--- begin ---

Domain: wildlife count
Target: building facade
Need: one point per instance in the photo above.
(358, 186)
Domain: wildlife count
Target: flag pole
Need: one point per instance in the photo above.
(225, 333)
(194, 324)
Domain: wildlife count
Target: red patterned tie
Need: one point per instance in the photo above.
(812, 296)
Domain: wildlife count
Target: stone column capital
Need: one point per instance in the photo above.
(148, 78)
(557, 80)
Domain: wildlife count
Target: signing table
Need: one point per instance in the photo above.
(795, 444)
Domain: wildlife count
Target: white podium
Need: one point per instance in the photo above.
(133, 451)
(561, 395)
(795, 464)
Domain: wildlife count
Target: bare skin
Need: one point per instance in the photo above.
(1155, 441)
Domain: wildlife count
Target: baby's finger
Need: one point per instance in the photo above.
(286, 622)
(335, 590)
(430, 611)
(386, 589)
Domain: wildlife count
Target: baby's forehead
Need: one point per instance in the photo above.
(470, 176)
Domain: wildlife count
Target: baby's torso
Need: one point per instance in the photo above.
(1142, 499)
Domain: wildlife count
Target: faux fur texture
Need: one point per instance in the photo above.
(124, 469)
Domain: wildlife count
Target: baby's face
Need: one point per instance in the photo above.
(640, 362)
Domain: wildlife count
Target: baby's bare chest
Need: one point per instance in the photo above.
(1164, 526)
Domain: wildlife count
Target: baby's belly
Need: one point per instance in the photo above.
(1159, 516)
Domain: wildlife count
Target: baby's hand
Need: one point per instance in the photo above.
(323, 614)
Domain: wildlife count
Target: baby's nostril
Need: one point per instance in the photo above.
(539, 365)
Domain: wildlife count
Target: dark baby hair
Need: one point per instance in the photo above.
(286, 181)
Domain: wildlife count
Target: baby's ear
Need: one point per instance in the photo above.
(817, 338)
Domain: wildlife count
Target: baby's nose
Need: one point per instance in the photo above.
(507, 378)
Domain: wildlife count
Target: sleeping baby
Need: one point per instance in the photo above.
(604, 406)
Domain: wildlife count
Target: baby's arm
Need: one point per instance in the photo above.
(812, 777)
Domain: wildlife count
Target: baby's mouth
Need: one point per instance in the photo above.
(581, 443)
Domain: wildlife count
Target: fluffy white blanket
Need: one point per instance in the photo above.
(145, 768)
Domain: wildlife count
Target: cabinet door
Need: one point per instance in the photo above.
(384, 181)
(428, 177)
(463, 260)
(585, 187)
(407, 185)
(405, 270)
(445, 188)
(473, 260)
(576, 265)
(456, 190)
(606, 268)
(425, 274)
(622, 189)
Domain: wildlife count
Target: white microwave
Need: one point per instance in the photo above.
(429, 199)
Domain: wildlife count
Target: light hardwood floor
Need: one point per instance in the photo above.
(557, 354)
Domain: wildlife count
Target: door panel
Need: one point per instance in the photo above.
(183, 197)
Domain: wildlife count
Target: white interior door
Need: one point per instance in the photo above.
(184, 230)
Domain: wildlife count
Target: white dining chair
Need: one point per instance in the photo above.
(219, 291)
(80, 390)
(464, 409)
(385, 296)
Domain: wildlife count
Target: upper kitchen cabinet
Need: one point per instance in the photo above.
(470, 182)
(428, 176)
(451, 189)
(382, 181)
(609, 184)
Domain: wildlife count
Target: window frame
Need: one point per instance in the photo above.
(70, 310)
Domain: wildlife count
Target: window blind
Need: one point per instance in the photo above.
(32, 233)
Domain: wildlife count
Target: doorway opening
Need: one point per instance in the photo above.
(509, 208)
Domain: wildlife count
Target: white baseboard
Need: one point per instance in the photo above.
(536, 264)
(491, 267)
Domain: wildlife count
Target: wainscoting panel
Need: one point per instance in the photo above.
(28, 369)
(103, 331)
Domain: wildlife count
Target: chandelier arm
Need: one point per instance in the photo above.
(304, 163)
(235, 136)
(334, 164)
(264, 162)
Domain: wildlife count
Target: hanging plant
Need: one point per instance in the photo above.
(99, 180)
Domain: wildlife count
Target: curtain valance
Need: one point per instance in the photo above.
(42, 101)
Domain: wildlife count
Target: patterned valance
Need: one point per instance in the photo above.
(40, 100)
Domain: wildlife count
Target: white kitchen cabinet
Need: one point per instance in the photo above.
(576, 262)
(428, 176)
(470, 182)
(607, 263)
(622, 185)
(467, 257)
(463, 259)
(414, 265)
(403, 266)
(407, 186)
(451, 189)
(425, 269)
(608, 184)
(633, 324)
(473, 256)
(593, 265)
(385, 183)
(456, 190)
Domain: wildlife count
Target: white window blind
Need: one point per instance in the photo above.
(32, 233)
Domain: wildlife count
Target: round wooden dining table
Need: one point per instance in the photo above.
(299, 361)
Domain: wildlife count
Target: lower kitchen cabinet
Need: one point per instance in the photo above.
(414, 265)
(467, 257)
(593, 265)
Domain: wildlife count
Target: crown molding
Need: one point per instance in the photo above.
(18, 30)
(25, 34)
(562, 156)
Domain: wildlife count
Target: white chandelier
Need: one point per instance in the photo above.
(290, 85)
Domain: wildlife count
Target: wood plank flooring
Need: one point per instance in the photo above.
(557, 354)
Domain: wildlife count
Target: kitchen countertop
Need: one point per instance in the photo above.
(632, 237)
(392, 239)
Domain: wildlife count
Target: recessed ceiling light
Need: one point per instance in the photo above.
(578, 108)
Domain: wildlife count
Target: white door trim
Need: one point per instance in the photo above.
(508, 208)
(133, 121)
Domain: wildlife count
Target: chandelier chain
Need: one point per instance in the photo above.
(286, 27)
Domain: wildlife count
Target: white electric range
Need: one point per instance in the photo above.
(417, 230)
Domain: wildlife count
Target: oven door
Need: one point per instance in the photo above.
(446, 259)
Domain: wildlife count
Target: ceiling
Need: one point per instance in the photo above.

--- end ---

[Instructions for the task]
Above are some records. Print them all exactly.

[Finished task]
Domain: wildlife count
Target: building facade
Need: one point per instance in the photo above.
(358, 186)
Domain: wildlife count
Target: flag pole
Need: one point per instance in the photo above.
(225, 333)
(194, 324)
Domain: wildlife count
Target: red patterned tie
Need: one point per instance in the photo above.
(812, 296)
Domain: wildlife count
Target: stone column capital
Need: one point per instance in the photo above.
(148, 78)
(557, 80)
Domain: wildlife count
Target: signing table
Need: one point per instance in the photo above.
(795, 444)
Domain: wildlife count
Target: white podium
Need: one point per instance in the photo above.
(133, 451)
(561, 395)
(795, 464)
Domain: wildlife count
Target: bare skin
Need: one point per instance in the photo above.
(1155, 441)
Domain: wildlife count
Target: baby's finger
Need: one point per instance in the photo above.
(286, 622)
(335, 590)
(430, 611)
(386, 589)
Domain: wildlife count
Target: baby's forehead
Need: one point per instance in the photo above.
(470, 176)
Domain: wildlife count
Target: baby's torso
Need: one point per instance in the photo above.
(1142, 499)
Domain: wildlife count
Target: faux fur texture
Need: one point per instance in the photo above.
(124, 469)
Domain: wildlife count
Target: baby's face
Need: one point per instance in the photo above.
(640, 362)
Domain: wildlife count
Target: baby's bare chest
Need: one point per instance in the photo above.
(1164, 526)
Domain: wildlife count
Target: baby's belly
Need: one point per instance in the photo above.
(1159, 516)
Domain: wildlife count
Target: baby's hand
Need: one point per instance in the photo above.
(323, 614)
Domain: wildlife count
Target: baby's nostril
Need: one point per instance in the photo above.
(539, 365)
Domain: wildlife count
Target: dark baby hair
Need: one point per instance in the photo above.
(286, 181)
Domain: wildlife count
Target: baby's ear
Need: one point per instance in the photo above.
(817, 338)
Domain: wildlife count
Target: baby's nose
Need: one point per instance in the photo above.
(507, 378)
Domain: wildlife count
Target: sleeping baby
Need: one point per instance in the photo above.
(604, 406)
Domain: wildlife count
Target: baby's arm
Need: one point per instance in the photo above.
(812, 777)
Domain: wildlife count
Target: baby's mouth
Need: one point per instance in the photo above.
(581, 443)
Domain: wildlife count
Target: fluffy white blanket
Need: one point per instance in the photo above.
(145, 768)
Domain: wildlife count
Target: cabinet door
Need: one point per instance in the photo above.
(384, 181)
(428, 177)
(463, 260)
(585, 187)
(407, 185)
(405, 270)
(445, 188)
(473, 260)
(576, 265)
(456, 190)
(606, 268)
(425, 274)
(622, 189)
Domain: wildlife count
Target: white microwave
Need: one point per instance in the photo above.
(429, 199)
Domain: wildlife count
Target: light hardwood floor
Need: one point per instance in the photo above.
(557, 354)
Domain: wildlife count
Target: door panel
Need: one point per instance in the photo above.
(183, 197)
Domain: wildlife count
Target: white interior door
Need: one point per instance in the photo above.
(184, 230)
Domain: wildlife count
Target: white dining chair
Need: one point per instance in the photo above.
(219, 291)
(80, 390)
(464, 409)
(385, 296)
Domain: wildlife count
Target: upper kitchen cabinet
Need: one point per instance in the photo above.
(470, 182)
(428, 176)
(451, 189)
(382, 181)
(609, 184)
Domain: wildlife count
Target: window frame
Need: one point per instance in the photo above.
(70, 310)
Domain: wildlife count
Target: window blind
Need: one point per instance in the photo above.
(32, 233)
Domain: wildlife count
Target: doorway opening
Need: one point per instance in the photo above.
(509, 208)
Domain: wildlife count
Target: white baseboard
Need: one point per instance in the photo above.
(536, 264)
(491, 267)
Domain: wildlife count
Target: wainscoting panel
Need: one point per instance in the photo above.
(28, 369)
(103, 331)
Domain: wildlife count
Target: chandelier arm
Need: one point per instance in the photo above.
(304, 163)
(235, 136)
(334, 164)
(264, 162)
Domain: wildlife count
Target: hanging plant
Need: one point per instance in the photo above.
(99, 180)
Domain: wildlife count
Target: curtain valance
Need: one point per instance in the photo above.
(42, 101)
Domain: wildlife count
Target: patterned valance
Need: one point per instance in the photo above.
(40, 100)
Domain: wildlife count
Target: white kitchen cabinet
Need: one point per instance in the photo above.
(576, 262)
(428, 176)
(470, 182)
(607, 263)
(622, 185)
(467, 257)
(463, 259)
(414, 265)
(403, 266)
(407, 186)
(451, 189)
(425, 269)
(608, 184)
(633, 324)
(473, 256)
(593, 265)
(385, 183)
(456, 190)
Domain: wildlife count
Target: white window blind
Need: one point per instance in the photo above.
(32, 233)
Domain: wildlife count
Target: round wooden dining table
Need: one point per instance in the photo above.
(299, 361)
Domain: wildlife count
Target: lower kitchen cabinet
Need: one point per instance in the photo above.
(414, 265)
(467, 257)
(593, 265)
Domain: wildlife count
Target: crown molding
Need: one point per instance in the photo above.
(18, 30)
(25, 34)
(562, 156)
Domain: wildlife count
Target: white chandelier
Need: one point per instance in the photo above.
(290, 85)
Domain: wildlife count
Target: wood plank flooring
Need: one point per instance in the photo above.
(557, 354)
Domain: wildlife count
Target: kitchen countertop
Need: one point per instance in the photo above.
(632, 237)
(392, 239)
Domain: wildlife count
Target: recessed ceiling light
Need: one point per instance in the photo above.
(578, 108)
Domain: wildlife count
Target: white door trim
Need: one point per instance in the photo above.
(508, 208)
(133, 121)
Domain: wildlife count
Target: chandelier chain
Need: one point per instance in the photo above.
(286, 27)
Domain: wildlife count
Target: white electric range
Need: one point per instance in the photo above.
(417, 230)
Domain: wildlife count
Target: oven door
Need: one point per instance in the photo above.
(446, 259)
Domain: wildlife count
Target: ceiling
Need: one point per instance in the photo above.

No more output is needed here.